━━━━━ Records for the exercise ━━━━━
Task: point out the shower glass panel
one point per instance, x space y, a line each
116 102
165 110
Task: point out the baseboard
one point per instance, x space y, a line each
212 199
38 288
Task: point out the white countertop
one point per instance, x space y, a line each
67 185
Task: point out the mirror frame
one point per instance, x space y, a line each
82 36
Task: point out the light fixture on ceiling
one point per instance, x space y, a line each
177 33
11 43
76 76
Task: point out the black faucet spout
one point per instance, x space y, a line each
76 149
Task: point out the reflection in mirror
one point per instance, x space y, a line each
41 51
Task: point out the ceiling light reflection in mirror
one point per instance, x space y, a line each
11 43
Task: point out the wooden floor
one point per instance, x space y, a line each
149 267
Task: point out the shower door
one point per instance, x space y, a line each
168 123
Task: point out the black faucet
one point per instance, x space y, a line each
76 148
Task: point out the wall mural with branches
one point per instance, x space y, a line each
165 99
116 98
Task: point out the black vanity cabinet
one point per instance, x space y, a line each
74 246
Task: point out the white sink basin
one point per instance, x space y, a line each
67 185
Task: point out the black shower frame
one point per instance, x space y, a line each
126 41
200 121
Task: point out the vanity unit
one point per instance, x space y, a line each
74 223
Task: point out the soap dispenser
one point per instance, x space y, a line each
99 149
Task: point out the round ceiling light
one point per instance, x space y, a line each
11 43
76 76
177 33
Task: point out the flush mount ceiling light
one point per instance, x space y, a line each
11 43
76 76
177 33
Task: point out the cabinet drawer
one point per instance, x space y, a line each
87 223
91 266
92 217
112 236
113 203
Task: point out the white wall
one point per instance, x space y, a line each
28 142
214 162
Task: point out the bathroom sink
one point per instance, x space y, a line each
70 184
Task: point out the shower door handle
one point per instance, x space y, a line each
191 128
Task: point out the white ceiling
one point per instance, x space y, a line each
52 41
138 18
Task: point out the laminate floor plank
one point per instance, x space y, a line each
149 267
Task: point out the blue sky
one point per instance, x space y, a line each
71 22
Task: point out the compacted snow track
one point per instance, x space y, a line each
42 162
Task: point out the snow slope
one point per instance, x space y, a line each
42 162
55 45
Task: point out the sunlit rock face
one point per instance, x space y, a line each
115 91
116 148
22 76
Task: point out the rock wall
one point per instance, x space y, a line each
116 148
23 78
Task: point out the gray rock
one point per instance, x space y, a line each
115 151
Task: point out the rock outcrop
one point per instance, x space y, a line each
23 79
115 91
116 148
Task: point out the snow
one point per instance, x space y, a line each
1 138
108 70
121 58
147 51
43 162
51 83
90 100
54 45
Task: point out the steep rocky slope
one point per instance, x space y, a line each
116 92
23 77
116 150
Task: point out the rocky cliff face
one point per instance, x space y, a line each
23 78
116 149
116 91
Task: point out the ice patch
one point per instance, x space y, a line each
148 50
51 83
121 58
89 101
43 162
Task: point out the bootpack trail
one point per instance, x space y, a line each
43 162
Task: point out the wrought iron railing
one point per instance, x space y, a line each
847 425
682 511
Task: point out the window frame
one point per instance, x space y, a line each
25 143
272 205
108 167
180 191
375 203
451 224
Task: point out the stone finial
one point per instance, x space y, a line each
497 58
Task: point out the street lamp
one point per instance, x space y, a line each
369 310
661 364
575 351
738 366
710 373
━━━━━
> _The problem_: Copy out the data shown above without altering anything.

> _Exercise solution_:
Task: point out the shower glass panel
one point per instance, x space y, a line each
116 102
165 110
Task: point out the baseboard
one point per instance, x space y, a line each
212 199
38 288
Task: point out the white countertop
one point per instance, x space y, a line each
67 185
Task: point out the mirror frame
one point per instance, x space y, a line each
82 36
Task: point out the light fixture on ceiling
one point per instance, x space y, a line each
177 33
11 43
76 76
Task: point out the black faucet spout
one point per instance, x space y, a line each
76 149
Task: point out the reflection in mirror
one point per instance, x space y, a line each
41 51
Task: point out the ceiling light reflection in mirror
one point per instance, x space y, a line each
11 43
Task: point out the wooden floor
one point per instance, x space y, a line each
149 267
Task: point out the shower door
one point per instance, x space y, a line each
168 123
Task: point out the black faucet
one point per instance, x space y, a line each
76 148
Task: point out the wall mural with branches
one point per instance, x space y, a line each
165 99
116 98
Task: point out the black vanity cabinet
one point per instance, x space y, a line each
74 246
Task: point out the white sink basin
one point per instance, x space y, a line each
67 185
Task: point out the black shower frame
one point per instance, x space y, a line each
126 41
200 121
Task: point out the vanity unit
one point per instance, x space y, a line each
74 223
Task: point out the soap dispenser
one point per instance, x space y, a line each
99 149
Task: point out the round ceiling light
one point per instance, x space y, a line each
11 43
76 76
177 33
Task: point out the flush mount ceiling light
one point per instance, x space y, a line each
11 43
76 76
177 33
Task: point out the cabinet drawer
one point per instance, x space y, a line each
87 223
91 266
92 217
112 236
113 203
Task: point out the white wall
one point per instance, x space y, a line each
28 142
214 162
Task: point out the bathroom sink
one point per instance, x space y, a line each
70 184
Task: point out the shower door handle
one point per instance, x space y, a line each
191 128
Task: point out the white ceiling
one point per instance, x space y, a line each
52 41
138 18
Task: point out the laminate floor plank
one point per instance, x space y, a line each
149 267
Task: point out the blue sky
one point per instance, x space y, a line each
71 22
Task: point out the compacted snow track
one point per instance, x space y, a line each
42 162
Task: point out the snow slope
one point per instance, x space y, a line each
42 162
55 45
Task: point out the sunlit rock face
one point per instance, x space y, a line each
115 91
116 148
22 76
Task: point out the rock wall
one point per instance, x space y, a line each
116 148
23 78
Task: point out the gray rock
one point per instance, x space y, a line each
115 151
Task: point out the rock outcrop
one point per instance, x space y, a line each
23 79
115 91
116 148
Task: point out the snow
one point per instance, x space y, a line each
1 138
108 70
121 58
147 51
43 162
51 83
90 100
54 45
Task: point out the steep rocky slope
one point per instance, x space y, a line each
116 92
23 77
116 150
Task: point out the rocky cliff face
one point per instance, x space y, a line each
23 78
116 149
116 91
Task: point out the ice patch
one point per instance, x space y, a line each
148 50
51 83
121 58
89 101
43 162
Task: point out the bootpack trail
one point per instance, x space y, a line each
43 162
Task: point out the wrought iron railing
one point per instance, x space y, a line each
847 425
682 511
Task: point out the window frame
one point per instance, x space y, a line each
25 143
272 205
108 167
180 191
375 203
451 224
Task: point out the stone finial
one point per instance, x space y, a line each
497 58
Task: point out the street lamp
one point per instance, x space y, a line each
369 310
661 364
575 351
738 366
710 373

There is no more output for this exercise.